> _Exercise instructions_
Every entry is to be returned unchanged, and no picture is to be included.

> _Given records_

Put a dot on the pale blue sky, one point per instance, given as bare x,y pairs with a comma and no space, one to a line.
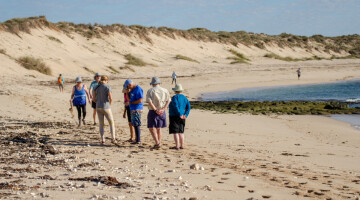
300,17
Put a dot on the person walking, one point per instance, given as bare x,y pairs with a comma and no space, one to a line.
158,99
91,88
78,97
174,78
128,114
61,83
103,100
136,107
179,110
299,73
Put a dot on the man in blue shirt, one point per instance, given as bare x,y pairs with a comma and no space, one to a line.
179,110
92,88
136,106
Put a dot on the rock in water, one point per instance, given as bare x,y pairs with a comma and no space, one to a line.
195,166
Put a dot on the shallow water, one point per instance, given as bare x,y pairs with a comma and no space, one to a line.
347,91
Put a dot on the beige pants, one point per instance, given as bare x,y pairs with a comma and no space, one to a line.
108,114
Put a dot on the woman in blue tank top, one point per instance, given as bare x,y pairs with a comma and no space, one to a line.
78,98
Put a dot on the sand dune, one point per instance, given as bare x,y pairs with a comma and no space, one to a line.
240,156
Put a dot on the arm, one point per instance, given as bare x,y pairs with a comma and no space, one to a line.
187,108
72,94
137,101
87,93
110,97
94,96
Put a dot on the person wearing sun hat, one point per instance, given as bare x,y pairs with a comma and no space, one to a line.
78,97
158,99
93,84
179,109
136,107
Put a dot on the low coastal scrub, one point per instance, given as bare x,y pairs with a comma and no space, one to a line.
132,60
54,39
34,64
127,67
341,44
113,70
275,56
238,57
290,59
280,107
181,57
89,70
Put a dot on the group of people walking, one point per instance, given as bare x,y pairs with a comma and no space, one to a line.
158,99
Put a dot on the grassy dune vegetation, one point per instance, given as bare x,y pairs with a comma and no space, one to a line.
347,43
34,64
181,57
281,107
238,57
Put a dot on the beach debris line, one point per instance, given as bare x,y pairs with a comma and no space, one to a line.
276,107
107,180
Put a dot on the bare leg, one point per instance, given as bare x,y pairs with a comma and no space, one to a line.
94,116
154,135
176,139
182,138
132,132
158,131
101,124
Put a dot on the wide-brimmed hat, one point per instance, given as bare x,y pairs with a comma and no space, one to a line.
127,82
155,80
178,88
78,79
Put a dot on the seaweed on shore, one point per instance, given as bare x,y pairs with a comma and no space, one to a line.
276,107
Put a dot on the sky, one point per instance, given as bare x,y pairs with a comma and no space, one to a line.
299,17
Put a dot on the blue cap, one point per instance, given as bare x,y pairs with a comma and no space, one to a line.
127,82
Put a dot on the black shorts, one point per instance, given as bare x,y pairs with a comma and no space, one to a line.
177,125
128,113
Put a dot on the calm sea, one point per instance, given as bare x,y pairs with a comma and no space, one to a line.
344,91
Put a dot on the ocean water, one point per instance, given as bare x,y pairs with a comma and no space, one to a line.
345,91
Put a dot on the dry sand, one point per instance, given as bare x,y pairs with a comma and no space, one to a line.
240,156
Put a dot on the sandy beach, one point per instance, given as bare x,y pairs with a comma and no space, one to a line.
237,156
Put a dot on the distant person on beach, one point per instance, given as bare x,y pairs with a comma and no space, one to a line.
91,88
174,78
299,73
136,107
61,83
78,97
127,113
158,99
103,100
179,110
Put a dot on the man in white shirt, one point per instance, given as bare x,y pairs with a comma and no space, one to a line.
174,78
158,99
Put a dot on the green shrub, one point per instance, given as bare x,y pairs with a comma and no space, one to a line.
132,60
181,57
89,70
34,64
238,58
54,39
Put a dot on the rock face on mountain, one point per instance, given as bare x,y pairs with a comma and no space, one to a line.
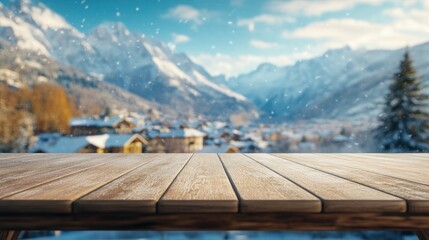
131,61
342,83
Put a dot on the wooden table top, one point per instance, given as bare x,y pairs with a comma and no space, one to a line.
204,187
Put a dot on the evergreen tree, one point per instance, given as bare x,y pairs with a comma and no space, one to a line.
404,124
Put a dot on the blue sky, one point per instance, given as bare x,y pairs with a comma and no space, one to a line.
234,36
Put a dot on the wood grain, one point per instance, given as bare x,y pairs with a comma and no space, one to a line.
261,190
202,186
337,194
137,191
411,171
57,196
26,176
416,195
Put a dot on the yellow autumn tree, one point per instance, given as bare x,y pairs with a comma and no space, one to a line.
51,107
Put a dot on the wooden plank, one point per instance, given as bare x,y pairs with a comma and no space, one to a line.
393,159
416,195
27,176
261,190
337,194
39,164
57,196
136,192
202,186
411,171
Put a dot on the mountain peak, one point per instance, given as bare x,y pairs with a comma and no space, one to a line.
266,67
37,13
111,30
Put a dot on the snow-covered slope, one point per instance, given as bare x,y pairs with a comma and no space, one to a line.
139,64
342,83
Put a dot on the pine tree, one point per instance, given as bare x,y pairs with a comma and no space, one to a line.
404,124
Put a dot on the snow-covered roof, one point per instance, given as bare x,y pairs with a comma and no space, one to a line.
93,122
215,149
65,144
182,133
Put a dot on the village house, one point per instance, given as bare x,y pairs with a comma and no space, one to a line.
96,126
106,143
182,140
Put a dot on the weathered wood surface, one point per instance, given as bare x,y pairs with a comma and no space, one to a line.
213,192
262,190
202,186
138,191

> _Completed exercise_
Put a dot on the pale blue sky, one point per instance, given as bare x,y pairs with a comma and no space, one to a line.
300,17
Put a dot on the person walking, one point per instance, given as bare x,y pairs with a comma and no space, one to a line.
158,99
91,88
78,97
174,78
128,114
61,83
103,100
136,107
179,110
299,73
Put a dot on the man in blue shirt, one point per instance, given as bare x,y pairs with a comma and no space, one to a line.
179,110
92,88
136,106
Put a dot on the rock in water, one point per instance, given as bare x,y pairs with a comma and no space, one to a line.
195,166
Put a dot on the shallow water, one point per instance, given as bare x,y pairs with a comma and no space, one to a line.
347,91
Put a dot on the beige pants, one point per instance, given as bare x,y pairs with a comma and no space, one to a line.
108,114
Put a dot on the woman in blue tank top, one point per instance, given as bare x,y pairs with a comma and no space, one to a line.
78,98
Put a dot on the sand dune, one point per instance, given as bare x,y pairs with a comma and no space, one to a line.
240,156
Put a dot on the arm, one point per instance, given as bare x,y pairs with a comma and no space, one to a line.
187,108
72,94
137,101
87,93
110,97
94,96
Put a dot on the person wearing sun hat, one point per instance, given as bare x,y pairs with a comma and no space, one to a line.
78,97
158,99
93,84
179,109
136,107
Put a dot on the low coastal scrub, one point per instance, given as bare x,y pairs with a comma and no space, one to a line.
132,60
54,39
34,64
127,67
341,44
113,70
275,56
238,57
290,59
280,107
181,57
89,70
Put a dot on the group of people walking, one point per instance, given as bare x,y pairs with a comma and no space, one to a line.
158,99
Put a dot on the grassy dune vegetation, one point per instance, given as bare x,y pairs with a comma and no space, one to a line.
347,43
34,64
181,57
281,107
238,57
Put a dot on the beach debris line, one point per instance, given as bare x,y pairs with a comma and no space, one to a line.
276,107
107,180
Put a dot on the bare leg, one point per instance, given as bare x,y pairs with a comma and no space, one to a line.
94,116
154,135
176,139
182,138
132,132
158,131
101,124
Put a dot on the wide-brimmed hat, one point per instance, given as bare x,y pairs with a comma and no space, one to a line.
127,82
155,80
178,88
78,79
Put a dot on the seaweed on shore, one point per instance, given as bare x,y pairs with a comma and no space, one to a line.
276,107
Put a dot on the sky, one point per instance, given as bare x,y pairs with a comma and no space, one to a line.
299,17
Put a dot on the blue cap, one point per instance, given as bare x,y pairs with a comma and no space, one to a line.
127,82
Put a dot on the black shorts, one point per instance, given as bare x,y pairs with a comma and no space, one to a line.
177,125
128,113
Put a dot on the calm sea, one point per instance, given as bare x,y pairs with a comma and no space, one to a line.
344,91
Put a dot on the ocean water, one point per instance, given as bare x,y pairs with a comma and no space, one to a line.
345,91
Put a dot on the dry sand, one point per instance, given as bare x,y pairs with a comma and no space, one to a line.
240,156
Put a dot on the sandy beach, one point per instance, given as bare x,y pairs with a comma and no space, one to a line.
237,156
Put a dot on the distant person on beach, one point per instance, given as bare x,y pairs with a comma and no space, one to a line.
91,88
174,78
299,73
136,107
61,83
78,97
127,113
158,99
103,100
179,110
Put a dot on the man in white shirt, one point per instance, given as bare x,y pairs with a comma and no space, one to a line.
174,78
158,99
Put a dot on the green shrub, one point per instance, given as bare x,y pairs with a comma and no space, one to a line.
132,60
181,57
89,70
34,64
238,58
54,39
Put a dot on the rock face on mountain, one point per instance, given as bare x,y pairs with a comma and no space, one to a line.
131,61
342,83
Put a dot on the wooden table top, one point per instance, given as bare x,y pairs with a comma and no space, one to a line.
204,187
Put a dot on the evergreen tree, one point per instance, given as bare x,y pairs with a comma and no space, one to a line.
404,124
Put a dot on the blue sky, one point per instance, given as bare x,y pairs with a comma and no space, one to a line.
234,36
Put a dot on the wood grain, one point per instance, given as bare x,y pairs with a comma and no space, one to a line.
261,190
202,186
337,194
137,191
411,171
57,196
26,176
416,195
Put a dot on the yellow autumn tree, one point per instance, given as bare x,y pairs with a comma and no space, one to a line.
51,107
Put a dot on the wooden plank, one point per instance, given as bare x,y pairs with a comma and no space, one to a line.
393,159
416,195
27,176
261,190
337,194
39,164
57,196
136,192
202,186
411,171
Put a dot on the mountain peak, one point per instance, given as bare x,y pairs with a comma and no space, one to a line.
266,67
37,13
111,30
Put a dot on the snow-covered slope, one point per instance, given as bare x,y pairs with a comma and no space, one to a line.
139,64
342,83
Put a dot on the pine tree, one point per instance, given as bare x,y pairs with a comma and no space, one to a line.
404,124
Put a dot on the snow-covered roof, one point per instance, given as bare x,y pairs with a comma and no space, one to a line.
93,122
215,149
65,144
182,133
Put a dot on the village house, one point per instance, given as bare x,y pairs with a comma and no space, one to a line.
96,126
106,143
182,140
Put a dot on the weathered wood surface, one point per instance, given as bare x,y pairs with a comma and no space, one to a line.
213,192
262,190
202,186
138,191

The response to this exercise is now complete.